- Arbeitsanweisung A
Wer gestaltete laut der Besprechung der „Holländer“-Inszenierung die Beleuchtung?
==== Vorliegender Text
Die Spielvogte und alle übrigen vor und hinter dem Vorhang wissen eh, wovon man redet. Roger Vontobel stellt mit Maren Schäfer diesen „Holländer“ im Bühnenbild von Fabian Wendling und den Kostümen von Ellen Hofmann bei starker Choreografie von Zenta Haerter in eine Seemannswelt, in denen Taue zum Sinnbild für alles Seemännische werden, Umgarnung, Ektase und Tod. Eine geschickte Rotation einer Vielzahl von solchen Tauen mit Gegengewichten schafft bei phantasievoller Beleuchtung von Florian Arnholdt stets neue Räume und Spannungen. Das Holländer-Schiff kommt ganz unerwartet imposant aus höchsten Höhen, wo man nur den „Parsifal“-Schlusschor vermuten würde – ein eindrucksvoller Regietrick! Dass der Holländer und Senta einen Schatten (Traum) zur Seite bekommen, die Verdoppelung der Rollen à la Klaus Guth, der es wohl erfunden hat, ist und bleibt Geschmacksache – meiner ist es nicht. Das Herumgetolle der beiden Tänzer auf der Bühne zu durchaus nicht immer als entsprechend zu erkennenden Überlegungen von Senta und Holländer wirkte allzu oft überflüssig wenn nicht gar störend. Was soll diese immer mehr um sich greifende Verdoppelungs-Besessenheit mancher Regisseure hinsichtlich der Protagonisten?! Glauben sie Richard Wagner etwa nicht, seine Figuren in Aktion und Musik ausreichend konzipiert zu haben?! Es handelt sich wohl eher mal wieder um eine neo-stereotype Regiebesonderheit, ein als „genial“ empfundener Einfall, ähnlich wie früher die Koffer, dann die Putzfrauen bzw. -kolonnen und zuletzt, wesentlich durch Stefan Herheim, aber auch an manchen anderen Wagner spielenden Bühnen wie Kassel befördert, die bisweilen massenhaft auftretenden Statisten und manchmal sogar auch Protagonisten in weißem Feinripp – Gott weiß wofür!
========
==== Datenteil
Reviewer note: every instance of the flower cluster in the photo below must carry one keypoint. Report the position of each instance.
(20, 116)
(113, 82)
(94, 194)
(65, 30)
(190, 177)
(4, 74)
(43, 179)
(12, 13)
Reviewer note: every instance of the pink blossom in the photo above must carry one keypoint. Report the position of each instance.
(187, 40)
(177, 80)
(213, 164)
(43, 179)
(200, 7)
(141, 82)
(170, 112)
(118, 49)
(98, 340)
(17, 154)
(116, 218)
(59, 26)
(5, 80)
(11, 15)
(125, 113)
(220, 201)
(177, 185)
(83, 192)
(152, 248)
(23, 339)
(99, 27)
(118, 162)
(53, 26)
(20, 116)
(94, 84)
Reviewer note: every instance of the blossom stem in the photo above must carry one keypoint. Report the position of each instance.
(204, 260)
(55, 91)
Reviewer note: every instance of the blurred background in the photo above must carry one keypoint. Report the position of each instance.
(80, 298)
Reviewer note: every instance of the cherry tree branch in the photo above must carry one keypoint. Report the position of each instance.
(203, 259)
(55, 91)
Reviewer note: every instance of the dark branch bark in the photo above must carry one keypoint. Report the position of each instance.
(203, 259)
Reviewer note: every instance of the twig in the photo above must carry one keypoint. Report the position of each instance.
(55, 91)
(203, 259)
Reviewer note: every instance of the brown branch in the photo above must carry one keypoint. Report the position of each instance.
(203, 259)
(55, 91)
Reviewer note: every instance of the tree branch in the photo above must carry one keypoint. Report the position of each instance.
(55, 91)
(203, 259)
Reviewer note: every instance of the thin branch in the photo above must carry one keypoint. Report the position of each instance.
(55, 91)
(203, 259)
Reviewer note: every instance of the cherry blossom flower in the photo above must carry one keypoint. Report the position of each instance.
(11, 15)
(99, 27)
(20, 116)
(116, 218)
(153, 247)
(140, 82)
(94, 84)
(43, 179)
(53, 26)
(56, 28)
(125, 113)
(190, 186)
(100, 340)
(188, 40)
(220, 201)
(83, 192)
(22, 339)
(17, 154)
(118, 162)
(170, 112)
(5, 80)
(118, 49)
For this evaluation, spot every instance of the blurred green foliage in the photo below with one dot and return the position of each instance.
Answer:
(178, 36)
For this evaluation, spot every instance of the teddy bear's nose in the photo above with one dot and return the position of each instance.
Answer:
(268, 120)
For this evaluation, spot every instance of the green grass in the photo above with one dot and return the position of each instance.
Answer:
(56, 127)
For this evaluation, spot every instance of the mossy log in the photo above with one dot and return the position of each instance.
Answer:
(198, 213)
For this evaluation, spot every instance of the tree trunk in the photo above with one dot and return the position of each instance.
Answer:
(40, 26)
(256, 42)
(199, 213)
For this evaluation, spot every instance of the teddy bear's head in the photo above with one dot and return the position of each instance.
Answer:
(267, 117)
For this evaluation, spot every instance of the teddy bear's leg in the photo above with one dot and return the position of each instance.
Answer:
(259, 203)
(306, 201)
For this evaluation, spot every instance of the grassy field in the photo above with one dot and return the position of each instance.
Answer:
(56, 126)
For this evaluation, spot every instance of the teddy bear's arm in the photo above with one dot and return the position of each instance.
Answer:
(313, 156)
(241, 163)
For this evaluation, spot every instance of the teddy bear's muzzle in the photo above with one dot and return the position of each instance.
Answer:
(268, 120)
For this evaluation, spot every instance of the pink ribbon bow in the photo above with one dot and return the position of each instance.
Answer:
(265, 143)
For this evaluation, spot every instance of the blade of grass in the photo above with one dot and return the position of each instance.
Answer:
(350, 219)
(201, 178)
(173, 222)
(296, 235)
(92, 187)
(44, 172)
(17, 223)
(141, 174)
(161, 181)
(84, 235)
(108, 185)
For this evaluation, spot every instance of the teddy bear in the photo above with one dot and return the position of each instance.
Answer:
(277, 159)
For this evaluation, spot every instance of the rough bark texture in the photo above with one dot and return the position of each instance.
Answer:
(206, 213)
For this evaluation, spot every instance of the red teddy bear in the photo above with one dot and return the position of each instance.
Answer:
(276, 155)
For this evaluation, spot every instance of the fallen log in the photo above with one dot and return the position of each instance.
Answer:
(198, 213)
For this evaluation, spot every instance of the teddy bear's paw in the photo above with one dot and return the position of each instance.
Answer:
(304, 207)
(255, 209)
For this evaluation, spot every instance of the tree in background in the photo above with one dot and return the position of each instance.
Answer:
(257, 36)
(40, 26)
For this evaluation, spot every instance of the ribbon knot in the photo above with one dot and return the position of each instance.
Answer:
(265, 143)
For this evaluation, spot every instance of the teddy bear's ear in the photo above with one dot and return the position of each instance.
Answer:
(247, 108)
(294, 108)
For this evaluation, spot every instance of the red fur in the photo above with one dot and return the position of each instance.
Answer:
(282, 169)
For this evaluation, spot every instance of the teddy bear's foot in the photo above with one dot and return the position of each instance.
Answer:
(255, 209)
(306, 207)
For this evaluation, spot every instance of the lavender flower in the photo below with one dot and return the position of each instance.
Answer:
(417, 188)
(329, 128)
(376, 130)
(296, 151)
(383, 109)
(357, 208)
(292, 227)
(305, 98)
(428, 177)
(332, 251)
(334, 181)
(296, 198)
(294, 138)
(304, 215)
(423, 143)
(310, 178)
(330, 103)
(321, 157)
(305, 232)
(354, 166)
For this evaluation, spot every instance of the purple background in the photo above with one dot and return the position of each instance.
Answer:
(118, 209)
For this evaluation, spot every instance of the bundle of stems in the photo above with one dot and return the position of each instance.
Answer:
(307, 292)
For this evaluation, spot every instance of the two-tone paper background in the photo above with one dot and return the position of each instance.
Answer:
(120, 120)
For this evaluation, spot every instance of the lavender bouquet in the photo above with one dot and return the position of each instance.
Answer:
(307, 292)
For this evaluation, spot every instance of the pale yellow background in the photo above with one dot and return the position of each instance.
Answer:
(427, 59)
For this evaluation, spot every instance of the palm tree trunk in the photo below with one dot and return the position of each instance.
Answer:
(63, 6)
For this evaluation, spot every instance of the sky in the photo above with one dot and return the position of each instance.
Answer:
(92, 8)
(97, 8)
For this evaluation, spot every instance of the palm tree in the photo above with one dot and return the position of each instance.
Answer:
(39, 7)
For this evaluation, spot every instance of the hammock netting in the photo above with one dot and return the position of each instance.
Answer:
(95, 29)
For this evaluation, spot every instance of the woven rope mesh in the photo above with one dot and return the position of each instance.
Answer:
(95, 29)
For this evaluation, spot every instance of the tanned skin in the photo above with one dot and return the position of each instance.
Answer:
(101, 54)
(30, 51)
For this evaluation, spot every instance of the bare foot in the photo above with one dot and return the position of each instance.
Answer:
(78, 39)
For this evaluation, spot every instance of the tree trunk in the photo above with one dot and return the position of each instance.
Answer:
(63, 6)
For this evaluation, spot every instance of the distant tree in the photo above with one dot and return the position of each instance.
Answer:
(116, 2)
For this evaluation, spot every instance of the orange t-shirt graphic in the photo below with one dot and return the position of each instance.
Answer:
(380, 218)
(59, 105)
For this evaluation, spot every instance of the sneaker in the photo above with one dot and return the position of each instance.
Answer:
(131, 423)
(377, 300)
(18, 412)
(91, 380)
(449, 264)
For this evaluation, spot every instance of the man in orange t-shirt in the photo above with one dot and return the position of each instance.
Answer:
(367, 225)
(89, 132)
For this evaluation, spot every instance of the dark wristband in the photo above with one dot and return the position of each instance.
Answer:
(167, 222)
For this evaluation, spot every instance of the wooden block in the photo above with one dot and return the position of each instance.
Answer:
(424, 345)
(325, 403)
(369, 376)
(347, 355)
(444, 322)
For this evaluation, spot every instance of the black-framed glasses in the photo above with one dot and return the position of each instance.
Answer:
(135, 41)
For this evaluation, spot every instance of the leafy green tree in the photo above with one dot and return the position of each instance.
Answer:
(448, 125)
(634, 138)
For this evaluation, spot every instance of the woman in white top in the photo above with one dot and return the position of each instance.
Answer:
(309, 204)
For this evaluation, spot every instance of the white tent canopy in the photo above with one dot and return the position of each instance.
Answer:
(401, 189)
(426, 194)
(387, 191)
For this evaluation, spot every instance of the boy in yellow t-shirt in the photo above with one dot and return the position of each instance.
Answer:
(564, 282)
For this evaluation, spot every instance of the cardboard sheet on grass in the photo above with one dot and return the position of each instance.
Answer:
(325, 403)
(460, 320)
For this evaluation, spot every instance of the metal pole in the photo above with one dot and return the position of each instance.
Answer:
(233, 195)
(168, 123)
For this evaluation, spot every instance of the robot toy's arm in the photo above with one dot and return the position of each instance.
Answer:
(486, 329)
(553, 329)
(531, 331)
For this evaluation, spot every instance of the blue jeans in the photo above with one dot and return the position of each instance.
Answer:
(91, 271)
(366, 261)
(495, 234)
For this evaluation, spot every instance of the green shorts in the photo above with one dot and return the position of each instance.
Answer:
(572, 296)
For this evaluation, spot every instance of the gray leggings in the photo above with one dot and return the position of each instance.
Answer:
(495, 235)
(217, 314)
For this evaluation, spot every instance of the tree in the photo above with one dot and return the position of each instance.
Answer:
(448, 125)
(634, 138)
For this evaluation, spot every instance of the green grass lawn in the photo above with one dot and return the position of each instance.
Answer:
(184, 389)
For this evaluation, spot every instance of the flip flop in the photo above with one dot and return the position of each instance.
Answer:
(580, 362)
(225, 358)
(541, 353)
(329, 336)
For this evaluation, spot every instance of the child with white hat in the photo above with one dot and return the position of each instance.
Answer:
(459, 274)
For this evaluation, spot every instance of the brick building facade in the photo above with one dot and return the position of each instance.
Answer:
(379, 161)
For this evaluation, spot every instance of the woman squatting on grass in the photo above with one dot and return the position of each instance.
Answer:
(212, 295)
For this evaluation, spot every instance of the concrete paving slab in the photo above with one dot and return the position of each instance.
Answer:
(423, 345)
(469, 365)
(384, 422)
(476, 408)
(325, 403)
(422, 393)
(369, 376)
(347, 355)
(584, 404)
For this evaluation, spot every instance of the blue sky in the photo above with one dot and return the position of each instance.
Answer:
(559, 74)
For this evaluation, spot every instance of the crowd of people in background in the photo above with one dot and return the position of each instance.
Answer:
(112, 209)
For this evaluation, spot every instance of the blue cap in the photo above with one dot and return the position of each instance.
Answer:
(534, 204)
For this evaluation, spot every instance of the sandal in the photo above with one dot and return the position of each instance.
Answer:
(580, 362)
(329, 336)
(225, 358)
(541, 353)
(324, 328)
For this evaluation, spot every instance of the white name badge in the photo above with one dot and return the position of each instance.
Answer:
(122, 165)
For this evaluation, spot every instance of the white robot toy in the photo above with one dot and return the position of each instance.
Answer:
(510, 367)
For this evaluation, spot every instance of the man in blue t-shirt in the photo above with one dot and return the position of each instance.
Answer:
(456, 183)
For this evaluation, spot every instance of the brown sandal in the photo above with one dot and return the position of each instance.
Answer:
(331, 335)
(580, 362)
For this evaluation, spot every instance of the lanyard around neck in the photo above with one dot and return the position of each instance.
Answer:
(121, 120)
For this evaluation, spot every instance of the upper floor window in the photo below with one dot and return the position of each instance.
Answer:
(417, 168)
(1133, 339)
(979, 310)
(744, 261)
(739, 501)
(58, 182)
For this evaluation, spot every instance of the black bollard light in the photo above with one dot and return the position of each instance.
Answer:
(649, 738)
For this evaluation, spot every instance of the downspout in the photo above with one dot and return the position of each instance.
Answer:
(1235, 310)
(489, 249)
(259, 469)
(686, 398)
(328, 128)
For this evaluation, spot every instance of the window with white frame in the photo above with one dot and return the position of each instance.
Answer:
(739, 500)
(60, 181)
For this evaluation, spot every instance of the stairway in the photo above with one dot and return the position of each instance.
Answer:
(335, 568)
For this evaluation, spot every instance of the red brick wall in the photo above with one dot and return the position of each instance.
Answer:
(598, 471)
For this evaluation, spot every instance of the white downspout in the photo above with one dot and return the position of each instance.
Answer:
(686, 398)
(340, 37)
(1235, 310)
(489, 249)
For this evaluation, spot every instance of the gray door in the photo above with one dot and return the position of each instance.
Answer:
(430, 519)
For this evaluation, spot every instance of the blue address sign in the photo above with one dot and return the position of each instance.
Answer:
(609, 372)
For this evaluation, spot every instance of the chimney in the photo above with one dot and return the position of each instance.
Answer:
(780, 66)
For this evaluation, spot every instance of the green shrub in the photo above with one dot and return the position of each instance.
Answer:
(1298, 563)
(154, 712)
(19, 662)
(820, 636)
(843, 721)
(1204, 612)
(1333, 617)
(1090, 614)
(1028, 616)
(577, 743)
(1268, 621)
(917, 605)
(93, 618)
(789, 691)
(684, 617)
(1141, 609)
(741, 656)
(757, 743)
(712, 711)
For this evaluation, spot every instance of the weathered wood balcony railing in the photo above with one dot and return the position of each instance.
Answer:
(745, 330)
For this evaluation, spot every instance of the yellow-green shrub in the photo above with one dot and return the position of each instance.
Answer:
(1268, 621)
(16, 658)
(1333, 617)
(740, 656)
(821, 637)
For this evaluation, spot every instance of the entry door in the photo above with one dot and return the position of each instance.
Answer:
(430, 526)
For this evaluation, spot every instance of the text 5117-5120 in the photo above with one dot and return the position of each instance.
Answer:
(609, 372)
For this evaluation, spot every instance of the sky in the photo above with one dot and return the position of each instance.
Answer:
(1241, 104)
========
- Arbeitsanweisung B
Geben Sie die Einträge ab der Zeile mit „For this evaluation, spot every instance of the chimney“ bis einschließlich des letzten Eintrags erneut wieder und tauschen Sie darin „shrub“ gegen „bush“, während alles Übrige unverändert bleibt.

- Richtige Antwort A
Florian Arnholdt.

- Richtige Antwort B
For this evaluation, spot every instance of the chimney in the photo above with one dot and return the position of each instance.
Answer:
(780, 66)
For this evaluation, spot every instance of the green bush in the photo above with one dot and return the position of each instance.
Answer:
(1298, 563)
(154, 712)
(19, 662)
(820, 636)
(843, 721)
(1204, 612)
(1333, 617)
(1090, 614)
(1028, 616)
(577, 743)
(1268, 621)
(917, 605)
(93, 618)
(789, 691)
(684, 617)
(1141, 609)
(741, 656)
(757, 743)
(712, 711)
For this evaluation, spot every instance of the weathered wood balcony railing in the photo above with one dot and return the position of each instance.
Answer:
(745, 330)
For this evaluation, spot every instance of the yellow-green bush in the photo above with one dot and return the position of each instance.
Answer:
(1268, 621)
(16, 658)
(1333, 617)
(740, 656)
(821, 637)
For this evaluation, spot every instance of the entry door in the photo above with one dot and return the position of each instance.
Answer:
(430, 526)
For this evaluation, spot every instance of the text 5117-5120 in the photo above with one dot and return the position of each instance.
Answer:
(609, 372)
For this evaluation, spot every instance of the sky in the photo above with one dot and return the position of each instance.
Answer:
(1241, 104)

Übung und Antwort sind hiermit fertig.